### [RECORDS PROVIDED]
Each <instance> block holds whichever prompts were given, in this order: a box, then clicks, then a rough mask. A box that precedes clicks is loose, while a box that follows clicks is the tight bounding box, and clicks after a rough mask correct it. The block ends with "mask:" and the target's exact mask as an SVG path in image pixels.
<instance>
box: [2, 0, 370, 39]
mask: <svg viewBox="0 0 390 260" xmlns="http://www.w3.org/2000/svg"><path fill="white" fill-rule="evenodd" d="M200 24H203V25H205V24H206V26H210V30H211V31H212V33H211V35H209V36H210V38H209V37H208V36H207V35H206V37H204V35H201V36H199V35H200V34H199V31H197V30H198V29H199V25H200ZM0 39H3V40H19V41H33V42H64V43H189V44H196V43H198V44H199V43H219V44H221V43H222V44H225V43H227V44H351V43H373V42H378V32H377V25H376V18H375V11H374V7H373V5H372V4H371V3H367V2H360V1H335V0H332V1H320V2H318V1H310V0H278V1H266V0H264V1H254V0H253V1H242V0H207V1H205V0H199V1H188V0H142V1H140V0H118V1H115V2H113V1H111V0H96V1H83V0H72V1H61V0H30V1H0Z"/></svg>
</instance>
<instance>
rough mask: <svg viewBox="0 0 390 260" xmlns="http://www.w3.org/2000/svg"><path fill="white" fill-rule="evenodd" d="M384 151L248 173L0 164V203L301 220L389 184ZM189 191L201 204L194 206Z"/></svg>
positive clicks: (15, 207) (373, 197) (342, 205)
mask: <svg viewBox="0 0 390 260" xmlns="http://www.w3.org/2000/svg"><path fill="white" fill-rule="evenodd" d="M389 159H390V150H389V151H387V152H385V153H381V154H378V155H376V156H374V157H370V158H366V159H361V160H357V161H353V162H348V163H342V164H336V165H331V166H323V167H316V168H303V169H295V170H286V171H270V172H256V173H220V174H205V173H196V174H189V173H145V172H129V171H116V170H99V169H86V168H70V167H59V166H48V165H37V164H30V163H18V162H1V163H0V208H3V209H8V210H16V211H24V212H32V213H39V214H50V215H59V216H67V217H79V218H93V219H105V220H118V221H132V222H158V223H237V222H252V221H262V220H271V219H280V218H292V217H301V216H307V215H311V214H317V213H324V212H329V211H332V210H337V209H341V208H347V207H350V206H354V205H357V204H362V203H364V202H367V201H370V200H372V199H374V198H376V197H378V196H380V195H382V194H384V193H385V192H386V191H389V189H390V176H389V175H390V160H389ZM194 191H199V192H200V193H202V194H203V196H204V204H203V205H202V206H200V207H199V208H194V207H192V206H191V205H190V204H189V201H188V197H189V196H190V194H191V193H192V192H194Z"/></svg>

### [INSTRUCTIONS TO FOLLOW]
An exact copy of every entry is required.

### [ANSWER SPACE]
Each <instance> block holds whichever prompts were given, in this order: a box, then clicks, then a rough mask. A box that precedes clicks is loose, while a box that follows clicks is the tight bounding box, and clicks after a rough mask correct it. The block ends with "mask:" and the target's exact mask as an SVG path in image pixels.
<instance>
box: [2, 0, 370, 39]
mask: <svg viewBox="0 0 390 260" xmlns="http://www.w3.org/2000/svg"><path fill="white" fill-rule="evenodd" d="M200 24H203V25H205V24H206V26H210V30H211V31H212V33H211V35H209V36H210V38H209V37H208V36H207V35H206V37H204V35H201V36H199V35H200V34H199V31H197V30H198V29H199V25H200ZM0 39H3V40H19V41H33V42H64V43H189V44H196V43H198V44H199V43H219V44H221V43H222V44H225V43H227V44H351V43H373V42H378V32H377V25H376V18H375V11H374V7H373V5H372V4H371V3H367V2H360V1H335V0H332V1H320V2H318V1H310V0H278V1H266V0H264V1H254V0H253V1H242V0H207V1H205V0H199V1H188V0H142V1H140V0H118V1H115V2H113V1H111V0H96V1H83V0H72V1H61V0H30V1H0Z"/></svg>
</instance>
<instance>
rough mask: <svg viewBox="0 0 390 260" xmlns="http://www.w3.org/2000/svg"><path fill="white" fill-rule="evenodd" d="M384 151L248 173L0 164V203L301 220L389 184ZM189 191L201 204L194 206Z"/></svg>
positive clicks: (15, 207) (373, 197) (342, 205)
mask: <svg viewBox="0 0 390 260" xmlns="http://www.w3.org/2000/svg"><path fill="white" fill-rule="evenodd" d="M389 159H390V150H389V151H387V152H385V153H381V154H378V155H376V156H374V157H370V158H366V159H361V160H357V161H353V162H348V163H342V164H336V165H331V166H323V167H316V168H303V169H295V170H286V171H270V172H256V173H220V174H205V173H196V174H189V173H145V172H129V171H116V170H99V169H86V168H70V167H59V166H48V165H37V164H30V163H18V162H1V163H0V208H3V209H8V210H16V211H24V212H32V213H39V214H50V215H59V216H67V217H79V218H93V219H105V220H118V221H132V222H158V223H237V222H252V221H262V220H271V219H280V218H292V217H301V216H307V215H311V214H317V213H324V212H329V211H332V210H337V209H341V208H347V207H350V206H354V205H357V204H362V203H364V202H367V201H370V200H372V199H374V198H376V197H378V196H380V195H382V194H384V193H385V192H386V191H389V189H390V176H389V175H390V160H389ZM194 191H199V192H200V193H202V194H203V196H204V204H203V205H202V206H200V207H199V208H194V207H192V206H191V205H190V204H189V201H188V197H189V196H190V194H191V193H192V192H194Z"/></svg>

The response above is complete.